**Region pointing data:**
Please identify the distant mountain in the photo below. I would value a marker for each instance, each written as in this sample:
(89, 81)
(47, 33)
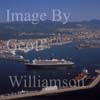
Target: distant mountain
(45, 27)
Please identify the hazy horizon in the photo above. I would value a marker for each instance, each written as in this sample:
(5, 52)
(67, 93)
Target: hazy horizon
(81, 10)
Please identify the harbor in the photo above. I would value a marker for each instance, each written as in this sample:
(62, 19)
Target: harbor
(51, 91)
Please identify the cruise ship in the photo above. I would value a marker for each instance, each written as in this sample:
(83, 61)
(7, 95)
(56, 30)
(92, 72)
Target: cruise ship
(53, 63)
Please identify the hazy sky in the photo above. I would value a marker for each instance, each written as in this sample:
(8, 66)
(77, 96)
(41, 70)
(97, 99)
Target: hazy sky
(79, 9)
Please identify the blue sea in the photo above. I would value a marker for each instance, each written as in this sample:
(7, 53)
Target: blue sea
(83, 58)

**Action item:** Copy out the entries above in full and exactly, skipping every picture.

**Response area:**
Please identify the distant mountain in the photo below. I would value a marker for each instance, each written as in this sample:
(89, 81)
(47, 33)
Target: distant mountain
(45, 27)
Please identify the hazy horizon in the photo above. I would value a marker for each instance, each written as in this sample:
(5, 52)
(67, 93)
Target: hazy horizon
(81, 10)
Please identify the harbor in the photo above. I would value a marker for each instance, each written as in this sample:
(62, 19)
Target: harbor
(51, 91)
Please identify the cruise ship in the photo above. I would value a marker for each instance, each written as in this sample:
(83, 61)
(7, 95)
(56, 30)
(92, 72)
Target: cruise ship
(53, 63)
Please identify the hazy sky in the photo above. I would value a marker for each instance, each written as in this sample:
(8, 66)
(77, 96)
(41, 70)
(97, 99)
Target: hazy sky
(79, 9)
Please identify the blue sea in the photo above. I would value a marker for each instance, each written as in this sample:
(7, 53)
Target: blue sea
(83, 58)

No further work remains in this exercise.